— start of LISTING —

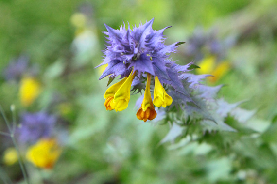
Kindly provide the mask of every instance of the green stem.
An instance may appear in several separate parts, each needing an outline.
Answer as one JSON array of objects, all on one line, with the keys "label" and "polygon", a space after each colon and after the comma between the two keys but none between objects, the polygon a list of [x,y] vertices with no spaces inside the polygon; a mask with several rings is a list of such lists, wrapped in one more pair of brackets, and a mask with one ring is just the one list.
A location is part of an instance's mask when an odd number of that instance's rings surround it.
[{"label": "green stem", "polygon": [[18,158],[18,163],[19,163],[20,168],[21,168],[21,170],[22,171],[22,174],[23,175],[24,179],[25,181],[26,181],[26,182],[27,184],[30,184],[30,183],[29,181],[28,177],[27,177],[27,172],[26,171],[26,169],[25,169],[25,167],[24,167],[23,163],[23,160],[22,160],[22,159],[21,157],[20,154],[19,150],[18,148],[18,146],[17,145],[17,141],[16,141],[16,139],[15,138],[15,136],[14,136],[14,135],[13,134],[11,134],[11,138],[12,138],[12,141],[13,141],[13,143],[15,145],[15,147],[16,148],[16,150],[17,151],[17,157]]}]

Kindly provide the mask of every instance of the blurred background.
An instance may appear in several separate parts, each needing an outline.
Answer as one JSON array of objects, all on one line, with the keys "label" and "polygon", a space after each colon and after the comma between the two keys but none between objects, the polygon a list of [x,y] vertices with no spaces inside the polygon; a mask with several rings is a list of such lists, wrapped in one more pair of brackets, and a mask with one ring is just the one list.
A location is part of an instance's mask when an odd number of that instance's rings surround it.
[{"label": "blurred background", "polygon": [[[32,184],[277,183],[277,8],[275,0],[1,0],[0,184],[27,183],[18,151]],[[94,68],[104,23],[153,17],[154,30],[172,26],[166,45],[186,42],[173,61],[213,75],[206,83],[225,85],[219,98],[245,100],[240,112],[252,118],[238,132],[190,124],[189,136],[167,141],[166,123],[137,119],[140,94],[125,110],[106,111],[108,79]]]}]

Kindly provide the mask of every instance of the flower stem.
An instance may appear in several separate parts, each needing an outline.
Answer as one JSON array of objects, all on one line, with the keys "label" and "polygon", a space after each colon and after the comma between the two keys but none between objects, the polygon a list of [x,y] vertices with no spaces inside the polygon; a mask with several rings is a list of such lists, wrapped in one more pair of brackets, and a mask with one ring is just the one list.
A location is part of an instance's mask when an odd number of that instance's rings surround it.
[{"label": "flower stem", "polygon": [[[5,123],[6,123],[6,124],[7,125],[7,126],[8,127],[8,129],[9,129],[9,132],[10,132],[10,135],[9,136],[11,137],[11,138],[12,139],[12,141],[13,141],[13,143],[14,144],[14,145],[15,145],[15,148],[16,149],[16,150],[17,151],[17,157],[18,158],[18,163],[19,163],[19,166],[20,167],[20,169],[21,169],[21,171],[22,172],[22,174],[23,175],[23,178],[24,179],[25,181],[26,182],[27,184],[30,184],[28,177],[27,177],[27,172],[26,171],[26,169],[24,167],[24,164],[23,164],[23,160],[20,156],[20,152],[19,152],[19,148],[17,145],[17,141],[16,140],[16,139],[15,138],[15,135],[14,135],[14,130],[15,129],[15,127],[16,126],[16,123],[15,122],[15,108],[11,108],[12,109],[12,113],[13,113],[13,127],[11,127],[10,124],[9,122],[8,121],[8,119],[6,116],[5,114],[4,113],[4,110],[3,109],[3,107],[2,107],[2,106],[0,104],[0,111],[1,112],[1,114],[2,114],[2,116],[3,116],[3,118],[4,118],[4,121],[5,122]],[[7,134],[8,134],[7,133],[6,133],[5,132],[0,132],[1,133],[1,134],[2,135],[7,135]]]}]

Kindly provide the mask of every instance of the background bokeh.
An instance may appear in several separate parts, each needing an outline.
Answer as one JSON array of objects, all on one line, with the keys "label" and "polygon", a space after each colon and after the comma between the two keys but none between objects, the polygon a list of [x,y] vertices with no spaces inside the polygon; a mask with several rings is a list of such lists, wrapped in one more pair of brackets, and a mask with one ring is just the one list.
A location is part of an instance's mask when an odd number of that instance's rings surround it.
[{"label": "background bokeh", "polygon": [[[33,143],[18,141],[30,182],[277,183],[277,7],[274,0],[0,1],[0,104],[17,125],[28,113],[54,116],[52,136],[62,150],[52,167],[39,168],[25,158]],[[171,55],[179,64],[201,67],[214,56],[208,44],[216,42],[214,68],[207,71],[228,66],[206,82],[225,84],[219,98],[245,100],[242,108],[255,112],[238,132],[199,133],[190,124],[191,136],[161,144],[170,127],[137,119],[140,94],[127,109],[106,111],[108,79],[99,81],[104,68],[94,68],[103,58],[104,23],[132,28],[153,17],[154,30],[172,26],[166,44],[186,42]],[[196,45],[192,54],[190,46]],[[0,131],[8,131],[2,117]],[[0,136],[0,184],[25,183],[18,162],[4,159],[11,156],[10,138]]]}]

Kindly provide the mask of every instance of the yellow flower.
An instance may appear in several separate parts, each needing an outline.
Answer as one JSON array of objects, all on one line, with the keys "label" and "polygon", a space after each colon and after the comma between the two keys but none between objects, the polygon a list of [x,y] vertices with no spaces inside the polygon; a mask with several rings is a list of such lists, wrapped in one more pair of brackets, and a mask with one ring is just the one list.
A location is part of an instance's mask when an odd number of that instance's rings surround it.
[{"label": "yellow flower", "polygon": [[213,70],[215,65],[216,57],[215,56],[209,56],[204,58],[200,63],[200,69],[196,70],[199,74],[210,74]]},{"label": "yellow flower", "polygon": [[18,160],[17,151],[15,148],[9,148],[4,153],[3,161],[5,164],[10,166]]},{"label": "yellow flower", "polygon": [[154,88],[154,105],[160,107],[165,108],[172,103],[172,98],[166,93],[157,76],[155,77],[155,87]]},{"label": "yellow flower", "polygon": [[111,101],[110,107],[112,109],[114,109],[116,111],[121,111],[128,107],[131,95],[131,86],[135,74],[136,72],[133,73],[132,71],[131,72],[127,79],[116,91],[114,94],[114,99]]},{"label": "yellow flower", "polygon": [[147,120],[152,120],[157,116],[157,113],[154,108],[150,93],[151,79],[151,75],[147,74],[147,81],[144,97],[141,106],[137,112],[137,118],[139,120],[143,120],[144,122],[146,122]]},{"label": "yellow flower", "polygon": [[26,158],[35,166],[52,169],[60,156],[61,149],[54,139],[41,139],[30,147]]},{"label": "yellow flower", "polygon": [[36,99],[41,91],[40,84],[31,77],[23,78],[21,81],[19,96],[21,104],[29,106]]},{"label": "yellow flower", "polygon": [[127,79],[127,77],[124,77],[120,81],[117,82],[111,87],[110,87],[105,92],[104,94],[104,98],[106,99],[105,101],[105,107],[107,110],[112,110],[114,109],[111,107],[111,102],[113,100],[115,94],[117,91],[120,88],[121,86]]},{"label": "yellow flower", "polygon": [[214,77],[209,77],[209,80],[211,82],[216,81],[230,70],[230,67],[231,65],[227,61],[224,61],[221,62],[211,73],[211,75]]},{"label": "yellow flower", "polygon": [[82,28],[86,26],[87,17],[82,13],[76,13],[71,16],[70,21],[72,24],[77,28]]}]

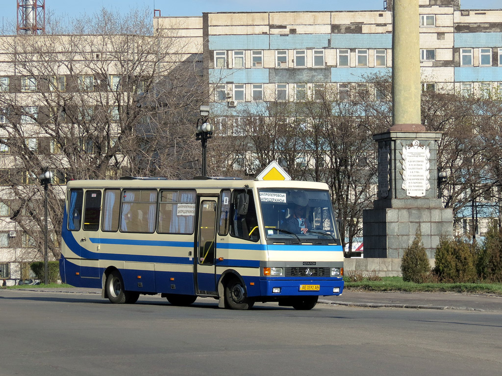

— end of LISTING —

EXERCISE | Select every line of the data entries above that contains the string "blurred", matching case exactly, and copy each such line.

EXERCISE RESPONSE |
Kindly provide the mask of every instance of the blurred background.
[{"label": "blurred background", "polygon": [[[32,184],[277,183],[277,8],[275,0],[1,0],[0,184],[27,183],[18,151]],[[94,68],[104,23],[153,17],[154,30],[172,26],[166,45],[186,42],[173,61],[213,75],[206,83],[225,85],[219,98],[245,100],[240,112],[252,118],[238,132],[190,124],[189,136],[167,141],[166,123],[137,119],[140,94],[125,110],[106,111],[108,79]]]}]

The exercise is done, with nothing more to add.